··· MATERIALS PROVIDED ···

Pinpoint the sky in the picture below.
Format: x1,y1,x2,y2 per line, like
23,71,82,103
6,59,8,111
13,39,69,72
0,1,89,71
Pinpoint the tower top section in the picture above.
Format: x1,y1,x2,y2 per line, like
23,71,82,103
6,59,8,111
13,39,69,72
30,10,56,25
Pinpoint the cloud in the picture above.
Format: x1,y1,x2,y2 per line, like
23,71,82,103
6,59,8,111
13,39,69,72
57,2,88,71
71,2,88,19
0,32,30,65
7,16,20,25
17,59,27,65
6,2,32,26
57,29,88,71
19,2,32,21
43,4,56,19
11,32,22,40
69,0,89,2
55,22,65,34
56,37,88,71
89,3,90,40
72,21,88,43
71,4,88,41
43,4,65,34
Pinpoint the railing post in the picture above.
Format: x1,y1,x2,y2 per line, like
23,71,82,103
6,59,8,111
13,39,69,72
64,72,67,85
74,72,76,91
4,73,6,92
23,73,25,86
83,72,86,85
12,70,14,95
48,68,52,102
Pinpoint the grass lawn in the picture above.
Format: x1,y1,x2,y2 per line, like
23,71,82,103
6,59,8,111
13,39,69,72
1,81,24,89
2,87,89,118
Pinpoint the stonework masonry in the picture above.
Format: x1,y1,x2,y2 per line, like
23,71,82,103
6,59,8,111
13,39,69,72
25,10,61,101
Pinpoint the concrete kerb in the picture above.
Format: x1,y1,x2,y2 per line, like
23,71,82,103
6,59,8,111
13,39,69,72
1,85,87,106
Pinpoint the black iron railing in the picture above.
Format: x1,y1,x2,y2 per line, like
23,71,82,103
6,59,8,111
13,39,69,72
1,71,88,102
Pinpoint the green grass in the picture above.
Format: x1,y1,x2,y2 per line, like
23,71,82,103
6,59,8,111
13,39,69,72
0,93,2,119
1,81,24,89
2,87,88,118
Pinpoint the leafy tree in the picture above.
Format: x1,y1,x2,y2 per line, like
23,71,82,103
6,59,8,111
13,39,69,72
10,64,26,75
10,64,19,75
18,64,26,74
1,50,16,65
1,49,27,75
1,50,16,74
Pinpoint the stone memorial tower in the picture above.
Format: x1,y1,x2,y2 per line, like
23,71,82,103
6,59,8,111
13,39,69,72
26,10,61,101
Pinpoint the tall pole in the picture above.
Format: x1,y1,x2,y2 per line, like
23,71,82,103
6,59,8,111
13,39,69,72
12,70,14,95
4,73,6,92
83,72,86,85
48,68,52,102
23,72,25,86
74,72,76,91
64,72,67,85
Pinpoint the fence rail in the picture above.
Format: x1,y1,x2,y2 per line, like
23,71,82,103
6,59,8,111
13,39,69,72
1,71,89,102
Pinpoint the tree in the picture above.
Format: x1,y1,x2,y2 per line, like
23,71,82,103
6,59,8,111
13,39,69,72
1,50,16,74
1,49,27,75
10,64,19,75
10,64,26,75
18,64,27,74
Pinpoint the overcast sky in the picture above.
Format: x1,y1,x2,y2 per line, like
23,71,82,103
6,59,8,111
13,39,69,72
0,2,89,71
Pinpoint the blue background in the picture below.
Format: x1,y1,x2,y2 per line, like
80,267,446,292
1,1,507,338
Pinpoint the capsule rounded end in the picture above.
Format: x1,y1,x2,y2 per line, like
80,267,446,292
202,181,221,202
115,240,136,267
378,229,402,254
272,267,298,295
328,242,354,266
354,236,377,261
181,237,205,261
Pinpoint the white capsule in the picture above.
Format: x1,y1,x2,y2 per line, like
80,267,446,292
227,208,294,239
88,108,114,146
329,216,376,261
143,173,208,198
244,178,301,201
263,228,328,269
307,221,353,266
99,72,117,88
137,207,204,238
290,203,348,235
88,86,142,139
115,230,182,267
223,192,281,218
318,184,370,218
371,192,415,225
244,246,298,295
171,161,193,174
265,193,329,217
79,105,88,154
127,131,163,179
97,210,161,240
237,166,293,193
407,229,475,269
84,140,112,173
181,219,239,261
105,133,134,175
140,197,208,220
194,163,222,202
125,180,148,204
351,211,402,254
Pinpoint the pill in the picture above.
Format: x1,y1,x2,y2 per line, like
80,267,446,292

···

The lines above that hold the word "railing" are the ones to copy.

RESPONSE:
Pinpoint the railing post in the picture above.
Pinpoint the black iron railing in the picture above.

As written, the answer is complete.